Stored items
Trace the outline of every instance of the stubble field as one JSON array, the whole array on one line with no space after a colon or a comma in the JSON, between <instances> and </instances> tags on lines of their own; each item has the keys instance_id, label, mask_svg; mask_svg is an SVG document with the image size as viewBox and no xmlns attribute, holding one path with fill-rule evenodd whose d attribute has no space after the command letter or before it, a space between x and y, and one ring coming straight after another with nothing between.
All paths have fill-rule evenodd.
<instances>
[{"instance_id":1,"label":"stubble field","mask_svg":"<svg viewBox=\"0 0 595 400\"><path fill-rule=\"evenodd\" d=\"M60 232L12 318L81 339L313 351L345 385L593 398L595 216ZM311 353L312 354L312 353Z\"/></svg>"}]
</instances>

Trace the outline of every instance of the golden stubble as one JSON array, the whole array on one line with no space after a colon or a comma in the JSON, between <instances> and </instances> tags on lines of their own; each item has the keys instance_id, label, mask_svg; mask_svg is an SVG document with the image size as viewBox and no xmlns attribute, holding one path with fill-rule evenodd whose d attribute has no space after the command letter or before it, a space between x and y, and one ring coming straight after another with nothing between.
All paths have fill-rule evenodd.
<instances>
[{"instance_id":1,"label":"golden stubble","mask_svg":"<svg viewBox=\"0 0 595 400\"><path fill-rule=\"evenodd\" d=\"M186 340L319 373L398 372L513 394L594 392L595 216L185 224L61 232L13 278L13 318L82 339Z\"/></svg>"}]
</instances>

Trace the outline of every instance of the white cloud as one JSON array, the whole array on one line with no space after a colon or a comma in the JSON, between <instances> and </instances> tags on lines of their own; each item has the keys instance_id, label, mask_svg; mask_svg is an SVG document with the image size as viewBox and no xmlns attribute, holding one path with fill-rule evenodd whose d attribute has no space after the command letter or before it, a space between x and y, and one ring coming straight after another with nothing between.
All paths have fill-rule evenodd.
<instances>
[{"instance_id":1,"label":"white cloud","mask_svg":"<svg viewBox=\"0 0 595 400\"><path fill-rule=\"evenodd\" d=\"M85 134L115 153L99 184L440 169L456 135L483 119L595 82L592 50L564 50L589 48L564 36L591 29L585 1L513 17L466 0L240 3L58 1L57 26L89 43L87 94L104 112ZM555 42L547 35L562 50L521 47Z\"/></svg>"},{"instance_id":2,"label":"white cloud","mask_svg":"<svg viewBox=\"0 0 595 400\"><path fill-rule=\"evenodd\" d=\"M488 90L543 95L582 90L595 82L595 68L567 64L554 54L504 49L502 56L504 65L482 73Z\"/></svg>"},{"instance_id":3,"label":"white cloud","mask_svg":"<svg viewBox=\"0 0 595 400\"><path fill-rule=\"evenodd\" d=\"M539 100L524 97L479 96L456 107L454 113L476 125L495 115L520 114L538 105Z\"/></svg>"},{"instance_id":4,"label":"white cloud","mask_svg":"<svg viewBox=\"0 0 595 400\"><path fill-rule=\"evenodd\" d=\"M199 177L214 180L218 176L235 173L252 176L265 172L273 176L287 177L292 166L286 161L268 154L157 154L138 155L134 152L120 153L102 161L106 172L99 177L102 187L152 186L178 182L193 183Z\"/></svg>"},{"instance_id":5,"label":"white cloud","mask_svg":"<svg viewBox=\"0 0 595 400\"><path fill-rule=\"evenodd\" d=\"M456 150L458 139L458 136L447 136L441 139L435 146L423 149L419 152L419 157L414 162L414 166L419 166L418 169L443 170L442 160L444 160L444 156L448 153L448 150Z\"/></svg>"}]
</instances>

> **TASK DIRECTIONS**: Restate word for word the entries above, starting at the line with "Trace the outline of every instance of the golden" and ending at the line with "Trace the outline of every instance of the white", inclusive, and no others.

> **SOLUTION TO THE PROBLEM**:
Trace the outline of every instance of the golden stubble as one JSON array, the whole array on one line with no space after a colon or a comma in the JSON, between <instances> and </instances> tags on lines of their own; each item has the keys instance_id, label, mask_svg; mask_svg is an SVG document with the image size as viewBox and no xmlns attribute, holding one path with fill-rule evenodd whose d attribute has no space after the command letter or before it, a space between x and y, and one ring coming straight after another with nothing between.
All paths have fill-rule evenodd.
<instances>
[{"instance_id":1,"label":"golden stubble","mask_svg":"<svg viewBox=\"0 0 595 400\"><path fill-rule=\"evenodd\" d=\"M186 340L319 373L398 372L513 394L594 392L595 216L185 224L61 232L13 278L13 318L82 339Z\"/></svg>"}]
</instances>

Trace the outline of every instance of the white cloud as one JSON array, the whole array on one line with no space after a colon or a comma in the JSON, between <instances> and </instances> tags on lines of their own; each item has the keys instance_id, label, mask_svg; mask_svg is an SVG document with the image size as viewBox and no xmlns attribute, holding one path with fill-rule evenodd whose d attribute has no space after the command letter or before it, a space between x and y, and one ring coming straight after another with nothing between.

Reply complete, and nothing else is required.